Aim: From the scraper task page below, list each check its description proposes running on the outputs.

══ Text provided ══

Page MenuHomePhabricator

Scraper: scan outputs for inconsistencies
Closed, ResolvedPublic

Description

Before we destroy the instance, let's take the opportunity to check for errors:

  • Check that .json files can be parsed.
  • Check that each line of .ndjson can be parsed.
  • Check for duplicate entries in each page summary and mapdata output file, by building a set keyed on revid.

Implementation: https://gitlab.com/wmde/technical-wishes/scrape-wiki-html-dump/-/tree/validate-outputs?ref_type=heads

Related Objects

Event Timeline

The validator has been run on outputs: we found no JSON errors, but several metric tons of duplicate errors. A tally of duplicates in each file will be included in reports, in a file "duplicates.txt".

As far as I can tell the only new file in that branch is https://gitlab.com/wmde/technical-wishes/scrape-wiki-html-dump/-/blob/validate-outputs/validate-outputs.exs. Is that correct?

Can we see the output anywhere online? Specifically the duplicates file?

Can we see the output anywhere online? Specifically the duplicates file?

Unfortunately not yet, this is tracked in T341751. The outputs and duplicates file are currently on a closed WMCS instance but members of our team have login access:

ssh runner.dump-references-processor.eqiad1.wikimedia.cloud
ls /srv/reports/duplicates.txt
ls /srv/reports/

═══
══ Collected data ══

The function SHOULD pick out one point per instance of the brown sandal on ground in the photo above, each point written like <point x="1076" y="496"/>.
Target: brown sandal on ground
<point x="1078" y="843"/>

═══

Written solution:
- Check that .json files can be parsed.
- Check that each line of .ndjson can be parsed.
- Check for duplicate entries in each page summary and mapdata output file, by building a set keyed on revid.